* Exercise brief:
In the material below, find every line containing the string "each" and return it.

Records for this task: Begin

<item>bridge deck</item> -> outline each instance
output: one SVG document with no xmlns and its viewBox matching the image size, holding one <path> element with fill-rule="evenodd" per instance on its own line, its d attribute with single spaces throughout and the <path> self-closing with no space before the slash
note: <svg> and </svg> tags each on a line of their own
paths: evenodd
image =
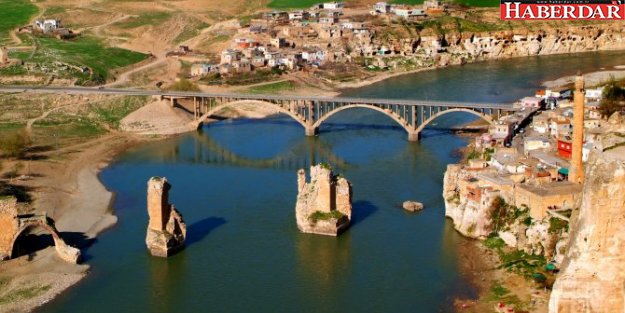
<svg viewBox="0 0 625 313">
<path fill-rule="evenodd" d="M 346 98 L 346 97 L 310 97 L 310 96 L 278 96 L 264 94 L 238 94 L 238 93 L 203 93 L 181 92 L 162 90 L 120 89 L 120 88 L 89 88 L 89 87 L 54 87 L 54 86 L 2 86 L 0 93 L 65 93 L 65 94 L 108 94 L 127 96 L 164 96 L 164 97 L 198 97 L 198 98 L 234 98 L 241 100 L 269 100 L 269 101 L 315 101 L 342 104 L 372 104 L 372 105 L 402 105 L 424 107 L 456 107 L 456 108 L 480 108 L 498 109 L 503 111 L 515 111 L 512 104 L 504 103 L 478 103 L 456 101 L 433 101 L 433 100 L 407 100 L 407 99 L 375 99 L 375 98 Z"/>
</svg>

Records for this task: End

* Exercise response:
<item>bridge deck</item> -> outline each instance
note: <svg> and </svg> tags each on a line of their own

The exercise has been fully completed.